== DIRECTIONS FOR THIS TASK ==
Edit the records below by replacing "instance" with "occurrence" and keeping everything else the same. Leave the pictures out of your answer.

Source records:
* START *
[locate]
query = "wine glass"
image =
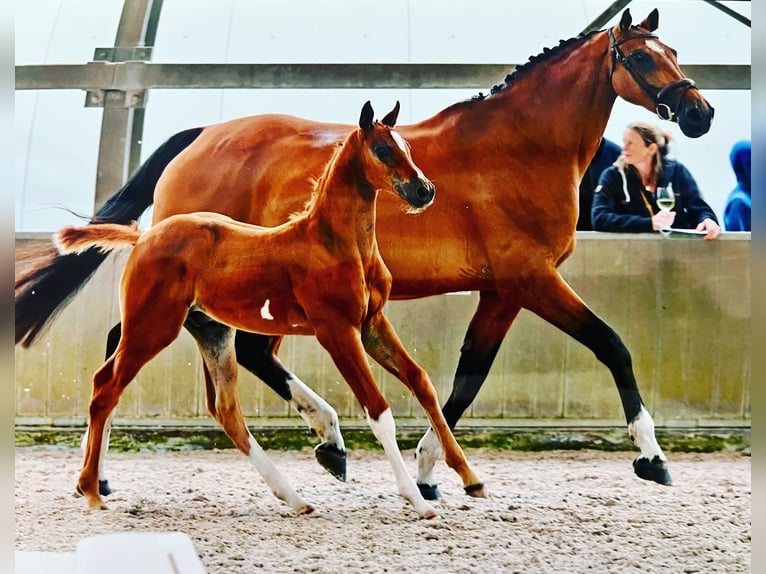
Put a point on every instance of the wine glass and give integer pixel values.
(666, 200)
* END *
== TASK ANSWER ==
[locate]
query = "wine glass"
image =
Put a point on every occurrence of the wine glass and give integer pixel values.
(666, 200)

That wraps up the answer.